> [Text passage]:
════════
I flipped the second and third commits, and made some minor edits. I will make a final review pass probably tomorrow, and hopefully merge this.

Matt Rogers added 3 commits March 23, 2017 13:11
Add the header include/krb5/certauth_plugin.h, defining a pluggable
interface to control authorization of PKINIT client certificates.

Add the "pkinit_san" and "pkinit_eku" builtin certauth modules and
related PKINIT crypto X.509 helper functions.  Add authorize_cert() as
the entry function for certauth plugin module checks called in
pkinit_server_verify_padata().  Modify kdcpreauth_moddata to hold the
list of certauth module handles, and load the modules when the PKINIT
kdcpreauth server plugin is initialized.  Change
crypto_retrieve_X509_sans() to return ENOENT when no SAN is found.

Add test modules in plugins/certauth/test.  Create t_certauth.py with
basic certauth tests.  Add plugin interface documentation in
doc/plugindev/certauth.rst and doc/admin/krb5_conf.rst.

[ghudson@mit.edu: simplified code, edited docs]

ticket: 8561 (new)
════════
> [Provided data]:
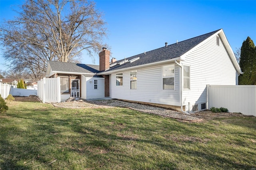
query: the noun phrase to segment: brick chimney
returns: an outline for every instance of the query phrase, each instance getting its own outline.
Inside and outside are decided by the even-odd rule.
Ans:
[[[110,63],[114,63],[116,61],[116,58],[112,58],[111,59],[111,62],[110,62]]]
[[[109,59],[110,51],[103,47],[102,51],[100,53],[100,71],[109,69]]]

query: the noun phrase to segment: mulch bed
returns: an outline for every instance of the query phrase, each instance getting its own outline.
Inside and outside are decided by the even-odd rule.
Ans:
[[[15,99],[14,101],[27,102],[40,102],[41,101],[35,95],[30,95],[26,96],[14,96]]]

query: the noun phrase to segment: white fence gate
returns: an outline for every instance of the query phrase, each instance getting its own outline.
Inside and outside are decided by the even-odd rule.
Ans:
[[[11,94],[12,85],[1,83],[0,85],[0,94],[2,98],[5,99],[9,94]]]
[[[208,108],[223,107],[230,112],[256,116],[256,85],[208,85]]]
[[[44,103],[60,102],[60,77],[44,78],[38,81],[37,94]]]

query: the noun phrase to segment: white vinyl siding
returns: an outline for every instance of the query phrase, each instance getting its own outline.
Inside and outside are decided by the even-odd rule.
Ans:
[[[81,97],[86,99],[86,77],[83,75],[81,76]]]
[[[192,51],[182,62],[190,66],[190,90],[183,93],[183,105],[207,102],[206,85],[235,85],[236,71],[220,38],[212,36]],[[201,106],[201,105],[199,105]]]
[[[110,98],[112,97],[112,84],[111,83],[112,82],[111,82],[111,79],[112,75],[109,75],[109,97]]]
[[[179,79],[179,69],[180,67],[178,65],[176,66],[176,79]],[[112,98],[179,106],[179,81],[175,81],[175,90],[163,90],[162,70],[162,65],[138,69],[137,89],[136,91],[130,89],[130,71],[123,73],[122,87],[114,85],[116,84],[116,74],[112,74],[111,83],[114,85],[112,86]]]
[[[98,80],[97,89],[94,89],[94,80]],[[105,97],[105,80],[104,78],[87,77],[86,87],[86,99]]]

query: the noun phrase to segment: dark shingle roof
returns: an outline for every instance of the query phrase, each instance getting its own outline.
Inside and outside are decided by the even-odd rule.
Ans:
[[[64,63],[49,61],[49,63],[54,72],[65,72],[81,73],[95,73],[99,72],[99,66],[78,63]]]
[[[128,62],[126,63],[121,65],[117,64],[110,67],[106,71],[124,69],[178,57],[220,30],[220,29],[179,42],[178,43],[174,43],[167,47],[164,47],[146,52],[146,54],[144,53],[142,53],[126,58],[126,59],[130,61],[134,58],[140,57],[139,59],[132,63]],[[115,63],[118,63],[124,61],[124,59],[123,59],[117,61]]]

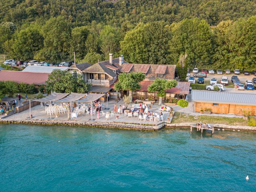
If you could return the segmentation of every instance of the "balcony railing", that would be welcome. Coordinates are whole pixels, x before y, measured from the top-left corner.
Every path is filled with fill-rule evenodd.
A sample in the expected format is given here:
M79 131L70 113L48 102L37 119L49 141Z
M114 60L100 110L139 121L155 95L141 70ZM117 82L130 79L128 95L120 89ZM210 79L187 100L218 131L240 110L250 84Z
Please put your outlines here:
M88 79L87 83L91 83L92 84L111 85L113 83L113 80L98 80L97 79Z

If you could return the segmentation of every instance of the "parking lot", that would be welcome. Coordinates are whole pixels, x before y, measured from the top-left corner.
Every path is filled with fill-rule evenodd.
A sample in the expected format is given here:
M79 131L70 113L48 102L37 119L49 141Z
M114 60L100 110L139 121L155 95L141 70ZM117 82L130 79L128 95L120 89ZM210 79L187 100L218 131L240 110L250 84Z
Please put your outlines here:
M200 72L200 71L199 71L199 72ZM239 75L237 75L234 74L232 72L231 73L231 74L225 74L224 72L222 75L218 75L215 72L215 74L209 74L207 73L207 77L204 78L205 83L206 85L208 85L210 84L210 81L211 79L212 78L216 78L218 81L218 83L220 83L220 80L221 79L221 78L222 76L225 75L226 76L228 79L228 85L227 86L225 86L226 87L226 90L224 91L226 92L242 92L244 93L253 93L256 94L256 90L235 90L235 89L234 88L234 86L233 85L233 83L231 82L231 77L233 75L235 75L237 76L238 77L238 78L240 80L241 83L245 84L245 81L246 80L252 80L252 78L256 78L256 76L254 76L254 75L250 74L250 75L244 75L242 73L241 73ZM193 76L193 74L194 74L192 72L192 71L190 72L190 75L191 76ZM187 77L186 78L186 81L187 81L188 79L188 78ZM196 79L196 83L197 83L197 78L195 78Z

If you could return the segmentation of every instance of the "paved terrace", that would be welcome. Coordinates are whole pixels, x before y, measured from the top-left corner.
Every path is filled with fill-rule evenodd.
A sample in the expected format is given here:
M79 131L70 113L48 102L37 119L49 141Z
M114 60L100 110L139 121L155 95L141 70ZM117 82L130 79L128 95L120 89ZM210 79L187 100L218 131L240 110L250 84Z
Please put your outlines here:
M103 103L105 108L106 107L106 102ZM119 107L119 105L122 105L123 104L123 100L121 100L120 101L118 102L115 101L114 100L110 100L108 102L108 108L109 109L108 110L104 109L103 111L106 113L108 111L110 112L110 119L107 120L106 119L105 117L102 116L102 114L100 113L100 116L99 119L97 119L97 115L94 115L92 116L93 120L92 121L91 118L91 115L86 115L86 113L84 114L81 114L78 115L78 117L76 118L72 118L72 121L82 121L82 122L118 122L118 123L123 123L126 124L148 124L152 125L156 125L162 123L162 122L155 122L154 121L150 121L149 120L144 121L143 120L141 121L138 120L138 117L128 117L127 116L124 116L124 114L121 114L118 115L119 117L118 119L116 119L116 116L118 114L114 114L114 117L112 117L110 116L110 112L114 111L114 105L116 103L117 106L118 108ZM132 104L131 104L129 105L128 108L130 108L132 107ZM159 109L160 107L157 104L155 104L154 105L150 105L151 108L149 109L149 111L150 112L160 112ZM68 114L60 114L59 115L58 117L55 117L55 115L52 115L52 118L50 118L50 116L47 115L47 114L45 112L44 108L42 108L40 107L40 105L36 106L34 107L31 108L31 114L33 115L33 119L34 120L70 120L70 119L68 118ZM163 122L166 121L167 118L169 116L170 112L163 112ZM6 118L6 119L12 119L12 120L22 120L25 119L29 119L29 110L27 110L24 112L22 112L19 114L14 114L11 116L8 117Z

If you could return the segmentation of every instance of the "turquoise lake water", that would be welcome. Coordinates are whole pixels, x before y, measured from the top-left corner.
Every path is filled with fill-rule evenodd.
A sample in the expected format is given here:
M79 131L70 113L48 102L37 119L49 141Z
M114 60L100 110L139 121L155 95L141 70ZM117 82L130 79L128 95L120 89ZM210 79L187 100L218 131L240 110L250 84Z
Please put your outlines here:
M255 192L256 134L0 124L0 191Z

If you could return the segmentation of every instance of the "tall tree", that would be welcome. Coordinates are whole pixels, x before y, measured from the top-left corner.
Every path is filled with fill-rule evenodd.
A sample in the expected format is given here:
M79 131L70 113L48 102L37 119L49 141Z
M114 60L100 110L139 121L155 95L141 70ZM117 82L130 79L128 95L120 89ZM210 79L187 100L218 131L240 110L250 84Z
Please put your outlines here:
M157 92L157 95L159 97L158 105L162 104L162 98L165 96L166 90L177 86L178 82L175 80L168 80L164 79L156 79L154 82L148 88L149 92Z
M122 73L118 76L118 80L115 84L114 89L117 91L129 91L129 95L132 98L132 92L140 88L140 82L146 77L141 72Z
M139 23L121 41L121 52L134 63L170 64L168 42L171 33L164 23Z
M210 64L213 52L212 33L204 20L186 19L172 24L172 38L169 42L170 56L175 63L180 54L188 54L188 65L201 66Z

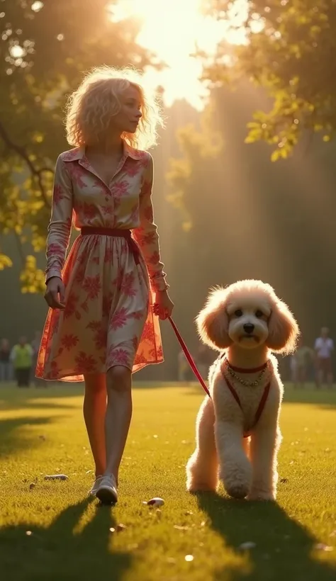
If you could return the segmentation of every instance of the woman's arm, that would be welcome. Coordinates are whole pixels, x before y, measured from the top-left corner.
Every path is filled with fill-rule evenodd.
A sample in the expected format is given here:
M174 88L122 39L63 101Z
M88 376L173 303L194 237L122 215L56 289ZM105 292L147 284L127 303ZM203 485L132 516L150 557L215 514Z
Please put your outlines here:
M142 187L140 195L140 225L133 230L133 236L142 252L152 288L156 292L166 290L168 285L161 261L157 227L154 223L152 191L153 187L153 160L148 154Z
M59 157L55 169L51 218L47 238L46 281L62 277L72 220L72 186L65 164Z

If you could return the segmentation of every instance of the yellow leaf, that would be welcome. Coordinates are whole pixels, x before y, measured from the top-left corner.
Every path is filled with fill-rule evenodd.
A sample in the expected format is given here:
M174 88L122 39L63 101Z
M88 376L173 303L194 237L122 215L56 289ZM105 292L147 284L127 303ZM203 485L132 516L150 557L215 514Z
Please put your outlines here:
════════
> [Exercise requirements]:
1. Duplicate the part of the commit message from "I flipped the" up to and including "PKINIT client certificates.".
2. List every function name in the commit message that is written with parentheses.
Work only from the commit message.

> [Results for each task]:
1.
I flipped the second and third commits, and made some minor edits. I will make a final review pass probably tomorrow, and hopefully merge this.

Matt Rogers added 3 commits March 23, 2017 13:11
Add the header include/krb5/certauth_plugin.h, defining a pluggable
interface to control authorization of PKINIT client certificates.

2.
authorize_cert()
pkinit_server_verify_padata()
crypto_retrieve_X509_sans()